**STATED GOAL:** Reproduce, without alteration, everything from the start of the records down to and including the line containing "column 191, row 238".
-- Begin RECORDS FOR THE TASK --
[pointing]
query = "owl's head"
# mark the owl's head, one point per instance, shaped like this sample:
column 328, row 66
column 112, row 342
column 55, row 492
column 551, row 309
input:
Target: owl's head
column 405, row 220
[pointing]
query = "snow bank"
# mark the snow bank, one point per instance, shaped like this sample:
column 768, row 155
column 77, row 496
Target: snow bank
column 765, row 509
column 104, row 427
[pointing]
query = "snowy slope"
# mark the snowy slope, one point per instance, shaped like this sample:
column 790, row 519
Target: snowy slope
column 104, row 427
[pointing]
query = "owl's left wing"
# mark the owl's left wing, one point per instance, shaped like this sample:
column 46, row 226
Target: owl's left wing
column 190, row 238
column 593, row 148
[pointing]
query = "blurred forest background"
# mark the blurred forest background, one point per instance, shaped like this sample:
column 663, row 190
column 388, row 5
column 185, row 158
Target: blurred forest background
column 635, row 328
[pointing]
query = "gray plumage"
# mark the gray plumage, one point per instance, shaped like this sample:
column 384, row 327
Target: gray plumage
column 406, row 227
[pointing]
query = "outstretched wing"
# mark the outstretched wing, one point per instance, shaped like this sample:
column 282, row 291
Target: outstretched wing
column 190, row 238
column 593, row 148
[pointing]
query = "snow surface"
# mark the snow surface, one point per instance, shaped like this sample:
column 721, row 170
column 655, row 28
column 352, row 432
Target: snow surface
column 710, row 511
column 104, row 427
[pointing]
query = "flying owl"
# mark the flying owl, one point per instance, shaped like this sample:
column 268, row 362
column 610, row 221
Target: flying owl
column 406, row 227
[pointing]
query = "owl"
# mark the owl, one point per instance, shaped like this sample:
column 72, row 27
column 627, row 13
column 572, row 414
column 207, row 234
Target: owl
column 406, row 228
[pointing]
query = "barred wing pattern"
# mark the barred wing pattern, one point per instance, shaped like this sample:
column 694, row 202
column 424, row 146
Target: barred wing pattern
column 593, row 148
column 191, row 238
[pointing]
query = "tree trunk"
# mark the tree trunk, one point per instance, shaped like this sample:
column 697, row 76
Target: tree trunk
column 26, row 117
-- End RECORDS FOR THE TASK --
**CORRECT ANSWER:**
[pointing]
query = "owl's head"
# mark the owl's head, one point per instance, shaped like this sample:
column 328, row 66
column 112, row 342
column 55, row 492
column 551, row 309
input:
Target: owl's head
column 405, row 220
[pointing]
query = "snow bank"
# mark the snow bank, one point per instance, shaped like this sample:
column 768, row 155
column 77, row 496
Target: snow bank
column 765, row 509
column 104, row 427
[pointing]
query = "snowy slope"
# mark the snowy slope, one point per instance, shaped like this sample:
column 790, row 519
Target: snowy slope
column 104, row 427
[pointing]
query = "owl's left wing"
# mark the owl's left wing, one point per instance, shaped like this sample:
column 46, row 226
Target: owl's left wing
column 190, row 238
column 593, row 148
[pointing]
query = "blurred forest background"
# mark the blurred forest background, one point per instance, shaped like this sample:
column 663, row 190
column 388, row 5
column 185, row 158
Target: blurred forest background
column 635, row 328
[pointing]
query = "gray plumage"
# mark the gray plumage, one point per instance, shaped like this sample:
column 384, row 327
Target: gray plumage
column 406, row 227
[pointing]
query = "outstretched wing"
# mark the outstretched wing, one point per instance, shaped like this sample:
column 282, row 291
Target: outstretched wing
column 190, row 238
column 593, row 148
[pointing]
query = "snow surface"
# mark the snow surface, one point per instance, shaped like this sample:
column 721, row 170
column 655, row 28
column 352, row 432
Target: snow surface
column 710, row 511
column 104, row 427
[pointing]
query = "flying owl"
# mark the flying owl, one point per instance, shaped like this sample:
column 268, row 362
column 610, row 221
Target: flying owl
column 406, row 227
[pointing]
query = "owl"
# mark the owl, one point per instance, shaped like this sample:
column 72, row 27
column 627, row 13
column 572, row 414
column 207, row 234
Target: owl
column 406, row 228
[pointing]
query = "barred wing pattern"
# mark the barred wing pattern, one point per instance, shaped like this sample:
column 694, row 202
column 424, row 146
Target: barred wing pattern
column 593, row 148
column 191, row 238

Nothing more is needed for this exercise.